### Task brief
Without the pictures, write out all the lines below exactly as they appear.

===== Data in this exercise

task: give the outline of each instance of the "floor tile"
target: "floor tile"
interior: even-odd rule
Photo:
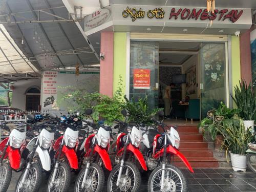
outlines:
[[[214,185],[214,182],[210,179],[197,179],[197,181],[201,185]]]
[[[223,177],[219,174],[207,174],[206,175],[210,179],[223,178]]]
[[[246,185],[247,183],[240,178],[226,179],[231,183],[234,185]]]
[[[256,191],[256,189],[249,185],[236,185],[242,191]]]
[[[203,185],[202,186],[207,192],[220,192],[222,189],[216,185]]]
[[[223,178],[215,178],[211,179],[217,185],[231,185],[231,183],[227,179]]]
[[[212,168],[201,168],[201,170],[202,170],[203,173],[206,174],[216,174],[217,172],[215,169]]]
[[[187,179],[187,183],[188,185],[199,185],[199,183],[196,179],[189,178]]]
[[[237,187],[233,185],[219,185],[221,189],[226,192],[236,192],[241,191]]]
[[[205,192],[203,187],[200,185],[188,185],[188,192]]]
[[[191,174],[192,176],[195,178],[208,178],[208,177],[205,174],[202,173],[202,174]]]

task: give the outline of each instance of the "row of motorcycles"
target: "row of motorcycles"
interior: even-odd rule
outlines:
[[[90,109],[85,112],[91,117],[92,113]],[[138,191],[140,173],[147,170],[151,172],[148,191],[186,191],[186,179],[173,165],[174,156],[194,171],[179,151],[176,127],[154,118],[154,126],[127,123],[126,111],[121,113],[125,120],[116,120],[114,127],[80,120],[76,115],[58,118],[51,114],[36,122],[34,116],[28,115],[26,132],[14,129],[0,143],[0,191],[7,190],[12,170],[22,172],[17,192],[37,191],[44,173],[50,174],[47,191],[67,191],[72,172],[78,174],[75,191]],[[158,115],[163,117],[163,112]],[[1,129],[7,128],[1,124]]]

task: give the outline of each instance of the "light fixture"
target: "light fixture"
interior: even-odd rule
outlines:
[[[75,16],[76,20],[82,18],[82,7],[75,7]]]

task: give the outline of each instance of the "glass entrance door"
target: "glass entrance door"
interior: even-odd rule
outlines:
[[[130,99],[147,97],[150,108],[158,105],[158,43],[131,41]]]
[[[225,44],[202,44],[200,54],[202,119],[221,101],[226,104]]]

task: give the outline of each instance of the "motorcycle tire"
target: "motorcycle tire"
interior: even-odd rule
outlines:
[[[117,177],[118,176],[119,170],[120,167],[120,163],[118,164],[112,169],[111,172],[110,172],[110,174],[109,176],[109,179],[108,179],[108,183],[107,183],[107,187],[108,187],[108,192],[114,192],[114,191],[125,191],[125,188],[132,187],[131,190],[129,190],[129,192],[137,192],[139,191],[139,188],[141,182],[141,176],[138,167],[135,165],[135,164],[130,161],[125,161],[123,166],[123,170],[122,171],[122,173],[124,173],[125,171],[126,168],[129,168],[131,170],[132,170],[132,173],[134,176],[134,180],[133,186],[122,186],[122,185],[120,185],[120,186],[116,186],[116,181],[117,180]],[[129,174],[128,175],[130,175]],[[131,177],[129,178],[124,178],[125,177],[124,175],[122,175],[121,179],[123,179],[123,181],[125,180],[125,184],[128,184],[128,185],[132,185],[132,179],[131,179]],[[116,178],[115,180],[115,179]],[[114,188],[115,187],[116,188]],[[119,188],[118,188],[119,187]],[[124,188],[123,188],[124,187]]]
[[[63,176],[65,177],[64,180],[65,180],[65,182],[64,184],[63,185],[63,186],[60,188],[60,191],[61,192],[66,192],[68,191],[69,190],[69,186],[70,185],[70,182],[71,181],[71,173],[70,172],[70,168],[69,165],[65,162],[62,162],[59,163],[59,166],[58,167],[58,169],[57,170],[57,173],[56,174],[55,176],[55,181],[57,179],[59,179],[61,178],[61,177],[58,178],[58,172],[61,172],[61,170],[63,171],[63,173],[65,174],[65,176],[60,176],[60,177],[63,177]],[[53,169],[52,171],[52,173],[51,173],[51,175],[50,175],[49,179],[48,180],[48,182],[47,183],[47,191],[48,192],[50,192],[52,191],[57,191],[57,190],[51,190],[52,188],[51,187],[51,181],[52,181],[52,178],[53,177]],[[59,189],[60,188],[58,187],[58,188]]]
[[[170,182],[170,183],[169,183],[169,184],[167,185],[167,186],[164,187],[163,191],[173,191],[178,190],[178,191],[180,191],[181,192],[186,192],[187,190],[187,181],[182,172],[176,166],[169,164],[166,164],[165,165],[165,172],[167,170],[172,172],[170,174],[170,175],[172,176],[171,179],[170,179],[169,182]],[[176,175],[176,176],[174,177],[175,175]],[[161,178],[161,176],[162,165],[160,165],[156,168],[150,175],[147,183],[148,191],[153,192],[154,191],[161,191],[161,179],[160,178]],[[180,186],[178,186],[178,189],[176,187],[176,182],[173,179],[172,179],[172,178],[174,179],[176,179],[176,181],[177,181],[177,180],[179,181],[179,180],[180,181],[180,182],[179,183],[180,183],[181,185],[180,185]],[[165,178],[165,181],[166,181],[166,179],[168,179]],[[153,185],[153,184],[155,184],[155,187]]]
[[[22,180],[22,178],[23,177],[23,175],[24,174],[24,173],[26,170],[26,169],[23,170],[22,174],[20,175],[19,176],[18,181],[17,182],[17,184],[16,185],[16,187],[15,187],[15,191],[16,192],[22,192],[24,191],[24,190],[23,190],[23,188],[24,189],[25,188],[25,190],[26,191],[26,188],[28,187],[30,187],[28,186],[25,186],[22,188],[20,188],[20,183]],[[32,190],[30,191],[30,192],[38,192],[39,190],[39,188],[40,187],[40,185],[41,185],[41,182],[42,181],[42,167],[38,165],[38,164],[36,163],[33,163],[31,164],[31,166],[30,167],[30,168],[29,169],[29,172],[31,171],[35,171],[36,173],[36,180],[34,182],[34,184],[33,185],[33,186],[32,188]],[[28,179],[28,177],[29,176],[29,174],[28,174],[27,177],[26,179]],[[31,182],[29,182],[30,183]]]
[[[8,189],[9,185],[12,178],[12,169],[9,163],[3,163],[0,166],[0,173],[4,174],[0,175],[0,180],[3,181],[3,183],[0,183],[0,192],[6,192]]]
[[[82,182],[82,180],[83,178],[83,176],[84,175],[84,173],[86,172],[86,167],[83,168],[80,173],[79,173],[77,179],[76,180],[76,182],[75,184],[75,190],[74,191],[75,192],[78,192],[78,191],[92,191],[92,192],[101,192],[101,191],[104,191],[104,183],[105,182],[105,176],[104,175],[104,172],[103,171],[102,168],[99,166],[98,164],[95,163],[91,163],[90,167],[89,167],[89,171],[88,172],[88,175],[87,175],[87,180],[88,178],[90,178],[90,175],[89,174],[90,173],[90,169],[92,169],[92,170],[93,171],[93,169],[96,170],[97,172],[97,174],[98,175],[98,184],[97,187],[95,188],[95,190],[91,190],[92,188],[91,188],[91,185],[87,186],[84,188],[84,190],[82,190],[83,188],[81,188],[81,183]],[[95,181],[94,181],[94,183],[93,183],[93,180],[91,178],[90,178],[89,179],[91,180],[90,182],[88,181],[88,183],[90,183],[90,184],[93,184],[95,183]],[[81,189],[79,189],[79,188],[81,188]],[[87,190],[87,189],[88,190]]]
[[[250,161],[251,159],[253,159],[253,163]],[[249,153],[246,156],[246,162],[249,168],[251,169],[253,172],[256,173],[256,154]]]

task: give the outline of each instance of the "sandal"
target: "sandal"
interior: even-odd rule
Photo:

==========

### Answer for this exercise
task: give the outline of each instance of the "floor tile"
target: "floor tile"
interior: even-odd rule
Photo:
outlines:
[[[214,185],[214,182],[210,179],[197,179],[197,181],[201,185]]]
[[[223,177],[219,174],[207,174],[206,175],[210,179],[223,178]]]
[[[246,185],[247,183],[240,178],[226,179],[231,183],[234,185]]]
[[[256,191],[256,189],[249,185],[236,185],[242,191]]]
[[[203,185],[202,186],[207,192],[220,192],[222,189],[216,185]]]
[[[223,178],[215,178],[211,179],[217,185],[231,185],[231,183],[227,179]]]
[[[212,168],[201,168],[201,170],[202,170],[203,173],[206,174],[216,174],[217,172],[215,169]]]
[[[187,179],[187,183],[188,185],[199,185],[199,183],[196,179],[189,178]]]
[[[237,187],[233,185],[219,185],[221,189],[226,192],[236,192],[241,191]]]
[[[205,192],[203,187],[200,185],[188,185],[188,192]]]
[[[191,174],[192,176],[195,178],[208,178],[208,177],[205,174],[202,173],[202,174]]]

task: give the outline of each instance of the "row of motorcycles"
target: "row of motorcycles"
interior: even-odd rule
outlines:
[[[90,109],[85,112],[91,117],[92,113]],[[138,191],[140,173],[147,170],[151,172],[148,191],[186,191],[186,179],[173,165],[174,156],[194,171],[179,151],[176,127],[154,118],[154,126],[127,123],[126,111],[121,113],[125,120],[116,120],[114,127],[80,120],[76,115],[58,118],[51,114],[36,122],[34,116],[28,115],[26,132],[14,129],[0,143],[0,191],[7,190],[12,170],[22,172],[17,192],[37,191],[44,173],[50,174],[47,191],[67,191],[72,172],[78,174],[75,191]],[[158,115],[163,117],[163,112]],[[1,129],[7,128],[1,124]]]

task: give the outline of each instance of the "light fixture"
target: "light fixture"
interior: even-odd rule
outlines:
[[[75,16],[76,20],[82,18],[82,7],[75,7]]]

task: give the outline of each instance of the "glass entrance door"
target: "glass entrance door"
interior: even-odd rule
outlines:
[[[130,99],[147,97],[150,108],[158,105],[158,43],[131,41]]]
[[[225,44],[202,44],[200,54],[202,119],[221,101],[226,104]]]

task: give the outline of each instance of the "motorcycle tire"
target: "motorcycle tire"
interior: even-odd rule
outlines:
[[[117,177],[118,176],[119,170],[120,167],[120,163],[118,164],[112,169],[111,172],[110,172],[110,174],[109,176],[109,179],[108,179],[108,183],[107,183],[107,187],[108,187],[108,192],[114,192],[114,191],[125,191],[125,188],[132,187],[131,190],[129,190],[129,192],[137,192],[139,191],[139,188],[141,182],[141,176],[138,167],[135,165],[135,164],[130,161],[125,161],[123,166],[123,170],[122,171],[122,173],[124,173],[125,171],[126,168],[129,168],[131,170],[132,170],[132,173],[134,176],[134,180],[133,186],[122,186],[122,185],[120,185],[120,186],[116,186],[116,181],[117,180]],[[129,174],[128,175],[130,175]],[[131,177],[129,178],[124,178],[125,177],[124,175],[122,175],[121,179],[123,179],[123,181],[125,180],[125,184],[128,184],[128,185],[132,185],[132,179],[131,179]],[[116,178],[115,180],[115,179]],[[114,188],[115,187],[116,188]],[[119,188],[118,188],[119,187]],[[124,188],[123,188],[124,187]]]
[[[63,176],[65,177],[64,180],[65,180],[65,182],[64,184],[63,185],[63,186],[60,188],[60,191],[61,192],[66,192],[68,191],[69,190],[69,186],[70,185],[70,182],[71,181],[71,173],[70,172],[70,168],[69,165],[65,162],[62,162],[59,163],[59,166],[58,167],[58,169],[57,170],[57,173],[56,174],[55,176],[55,181],[57,179],[59,179],[61,178],[61,177],[58,178],[58,172],[61,172],[61,170],[63,171],[63,173],[65,174],[65,176],[60,176],[60,177],[63,177]],[[53,169],[52,171],[52,173],[51,173],[51,175],[50,175],[49,179],[48,180],[48,182],[47,183],[47,191],[48,192],[50,192],[52,191],[57,191],[57,190],[51,190],[52,188],[51,187],[51,181],[52,181],[52,178],[53,177]],[[59,189],[60,188],[58,187],[58,188]]]
[[[170,182],[170,183],[169,183],[169,184],[167,185],[167,186],[164,187],[163,191],[173,191],[178,190],[178,191],[180,191],[181,192],[186,192],[187,190],[187,181],[182,172],[176,166],[169,164],[166,164],[165,165],[165,172],[167,170],[172,172],[170,174],[170,175],[172,176],[171,179],[170,179],[169,182]],[[176,175],[176,176],[174,177],[175,175]],[[161,178],[161,176],[162,165],[160,165],[156,168],[150,175],[147,183],[148,191],[153,192],[154,191],[161,191],[161,179],[160,178]],[[180,186],[178,186],[178,189],[176,187],[176,182],[173,179],[172,179],[172,178],[174,179],[176,179],[176,181],[177,181],[177,180],[179,181],[179,180],[180,181],[180,182],[179,183],[180,183],[181,185],[180,185]],[[165,178],[165,181],[166,181],[166,179],[168,179]],[[153,185],[153,184],[155,184],[155,187]]]
[[[22,180],[22,178],[23,177],[23,175],[24,174],[24,173],[26,170],[26,169],[23,170],[22,174],[20,175],[19,176],[18,181],[17,182],[17,184],[16,185],[16,187],[15,187],[15,191],[16,192],[22,192],[24,191],[24,190],[23,190],[23,188],[24,189],[25,188],[25,190],[26,191],[26,188],[28,187],[30,187],[28,186],[25,186],[22,188],[20,188],[20,183]],[[32,190],[30,191],[30,192],[38,192],[39,190],[39,188],[40,187],[40,185],[41,185],[41,182],[42,181],[42,167],[38,165],[38,164],[36,163],[33,163],[31,164],[31,166],[30,167],[30,168],[29,169],[29,172],[31,171],[35,171],[36,173],[36,180],[34,182],[34,184],[33,185],[33,186],[32,188]],[[28,179],[28,177],[29,176],[29,174],[28,174],[27,177],[26,179]],[[31,182],[29,182],[30,183]]]
[[[8,189],[9,185],[12,178],[12,169],[9,163],[3,163],[0,166],[0,173],[4,174],[0,175],[0,180],[3,181],[3,183],[0,183],[0,192],[6,192]]]
[[[82,182],[82,180],[83,178],[83,176],[84,175],[84,173],[86,172],[86,167],[83,168],[80,173],[79,173],[77,179],[76,180],[76,182],[75,184],[75,190],[74,191],[75,192],[78,192],[78,191],[92,191],[92,192],[101,192],[101,191],[104,191],[104,183],[105,182],[105,176],[104,175],[104,172],[103,171],[102,168],[99,166],[98,164],[95,163],[91,163],[90,167],[89,167],[89,171],[88,172],[88,175],[87,175],[87,180],[88,178],[90,178],[90,175],[89,174],[90,173],[90,169],[92,169],[92,170],[93,171],[93,169],[96,170],[97,172],[97,174],[98,175],[98,184],[97,187],[95,188],[95,190],[91,190],[92,188],[91,188],[91,185],[87,186],[84,188],[84,190],[82,190],[83,188],[81,188],[81,183]],[[95,181],[94,181],[94,183],[93,183],[93,180],[91,178],[90,178],[89,179],[91,180],[90,182],[88,181],[88,183],[90,183],[90,184],[93,184],[95,183]],[[81,189],[79,189],[79,188],[81,188]],[[87,190],[87,189],[88,190]]]
[[[250,161],[251,159],[253,159],[253,163]],[[249,153],[246,156],[246,162],[249,168],[251,169],[253,172],[256,173],[256,154]]]

task: give the outline of each instance of the "sandal"
target: "sandal"
interior: even-odd rule
Photo:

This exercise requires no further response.